• **STUDY TEXT**:
Chlorophyll is the constituent in plants that makes their parts green. It aids in producing food for the plant by storing sunlight for photosynthesis, which uses water, carbon dioxide and sunlight to make usable carbohydrates. Chlorophyll, as found in nature, provides many health benefits, including protecting your DNA from free radicals that can cause cancer. There are a few risks associated with chlorophyll use.
As a Deodorizer
Since the 1940s, chlorophyll (or its liquid derivative chlorophyllin) has been used to reduce the odor of infected wounds. It worked well in this capacity, so people began marketing it for use as a breath freshener and to control fecal odor for patients with colonoscopy bags. It is not always as effective in this use, but you can still find chlorophyll breath products in stores. A better way to use chlorophyll to freshen breath would be to eat parsley after your meals.

• **REQUIRED ACTION 1**:
Answer these questions about the chlorophyll text:
(a) What three things does photosynthesis use to make carbohydrates?
(b) Since what decade has chlorophyll been used to reduce the odor of infected wounds?
(c) What food is named as a better way to use chlorophyll to freshen breath?
• **REQUIRED ACTION 2**: Extend the chlorophyll text, picking up right after its last sentence.
You won't need the entries for any of this.

• **Dataset entries**:
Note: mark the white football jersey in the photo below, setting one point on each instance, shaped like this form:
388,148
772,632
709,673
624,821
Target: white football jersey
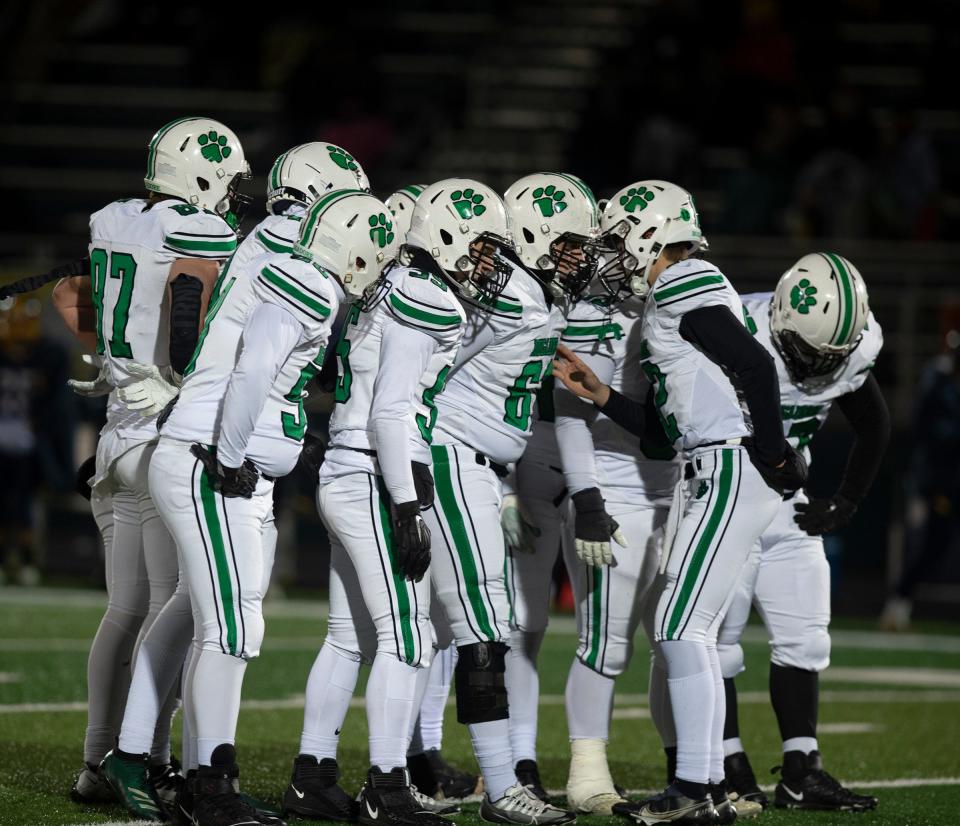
696,401
489,400
629,469
805,408
415,299
132,247
305,291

• **WRITTEN RESPONSE 1**:
(a) Water, carbon dioxide and sunlight.
(b) The 1940s.
(c) Parsley, eaten after meals.

• **WRITTEN RESPONSE 2**:
As a Detoxifier
Whole foods, especially raw and minimally processed vegetables, are effective in cleaning the colon and helping to detoxify the liver and kidneys. Green, leafy vegetables are particularly singled out. While it could be inferred that the chlorophyll in these plants is the agent that promotes detoxification, it’s more likely the fiber and electrolytes contained in fresh produce are the remedy here.
As a Food Additive
Recently there has been a backlash against chemical food additives, due to the conception that they can cause allergies and other ailments. Chlorophyllin is becoming popular as a color enhancer because it is naturally derived. According to Jane Higden, Ph.D., of the Linus Pauling Institute at Oregon State University, “Natural chlorophylls are not known to be toxic, and no toxic effects have been attributed to chlorophyllin despite more than 50 years of clinical use in humans.”
As a Cancer Fighter
The prevailing thought that eating plenty of green, leafy vegetables to prevent cancer has its roots in several things. Good colon health, which is sustained by getting enough fiber, is paramount in avoiding chronic illnesses and a weakened immune system. Chlorophyll, and the liquid chlorophyllin, are being studied for their antioxidant properties as well.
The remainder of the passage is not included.